[To be done]
Reproduce the listing below word for word, leaving out the pictures.

[Data for this exercise]
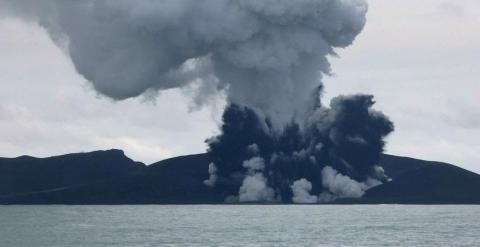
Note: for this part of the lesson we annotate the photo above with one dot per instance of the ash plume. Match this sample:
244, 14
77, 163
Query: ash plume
278, 142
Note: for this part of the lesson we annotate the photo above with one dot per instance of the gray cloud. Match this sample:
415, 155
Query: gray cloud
128, 48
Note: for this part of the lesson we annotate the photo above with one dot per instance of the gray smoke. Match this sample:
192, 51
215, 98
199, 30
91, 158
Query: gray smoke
267, 55
278, 142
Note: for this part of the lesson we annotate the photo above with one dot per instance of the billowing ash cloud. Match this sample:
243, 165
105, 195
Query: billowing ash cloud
276, 47
277, 142
332, 154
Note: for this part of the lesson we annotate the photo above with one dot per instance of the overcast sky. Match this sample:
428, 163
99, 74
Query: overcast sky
421, 59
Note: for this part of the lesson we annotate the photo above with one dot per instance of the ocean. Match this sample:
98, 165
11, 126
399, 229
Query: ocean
240, 225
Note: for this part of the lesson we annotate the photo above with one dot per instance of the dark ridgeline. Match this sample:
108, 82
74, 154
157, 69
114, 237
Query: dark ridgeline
109, 177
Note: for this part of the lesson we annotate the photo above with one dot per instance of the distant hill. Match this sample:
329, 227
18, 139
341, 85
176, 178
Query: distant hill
27, 174
109, 177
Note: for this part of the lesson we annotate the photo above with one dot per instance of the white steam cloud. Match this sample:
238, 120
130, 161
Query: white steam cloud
301, 192
127, 48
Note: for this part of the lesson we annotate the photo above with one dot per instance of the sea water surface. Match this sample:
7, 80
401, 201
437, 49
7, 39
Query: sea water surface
252, 225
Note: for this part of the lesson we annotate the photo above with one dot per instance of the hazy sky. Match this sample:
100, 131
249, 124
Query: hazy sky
421, 59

[Response to this task]
Note: for this part of the lesson we annotate the photo above with one dot per instance of the ash plume. Match this sample:
244, 14
77, 163
Query: ash plume
278, 142
Note: for this part of the lesson we annotate the photo above with one dot per instance of the gray cloud. Match this sample:
415, 155
Query: gray cloud
128, 48
Note: for this part of the lesson we annotate the photo above with one dot per instance of the gray smoke. Match this sample:
192, 51
215, 98
199, 30
91, 158
Query: gray smoke
267, 55
278, 142
Note: for this part of the lesson we annotate the photo above with one dot per instance of the billowing ash cloud. Match this sample:
243, 165
105, 195
Query: billowing ash cloud
276, 47
277, 142
332, 154
Note: for this part of the lesson we annotate the photo above with one dot per instance of the overcast sky. Match this sample:
428, 163
99, 74
Query: overcast sky
421, 59
Note: for this part of the lesson we annotate the photo above with one dot per instance of the ocean. Match this sample:
98, 165
11, 126
399, 229
Query: ocean
240, 225
Note: for this part of the lesson we annotate the photo above with one dot per instance of the dark ridgeline. Match this sample:
108, 82
74, 154
157, 69
114, 237
Query: dark ridgeline
109, 177
Note: for this part of the lesson we annotate the photo above with one dot per instance of the distant hill. Match this sample:
329, 227
18, 139
341, 85
176, 178
Query: distant hill
27, 174
109, 177
Note: for this part of the lesson we annotate the photo above with one dot per instance of the white steam cloud. Match this sample:
238, 120
130, 161
Query: white steam cloud
301, 192
127, 48
Note: for this part of the lesson we annotate the photo above with one dot per instance of the sea water surface. Match this sample:
7, 80
401, 201
437, 49
7, 39
Query: sea water surface
252, 225
Note: for this part of the lesson we annotate the photo above with one dot per instance of the hazy sky. Match this sample:
100, 131
249, 124
Query: hazy sky
421, 59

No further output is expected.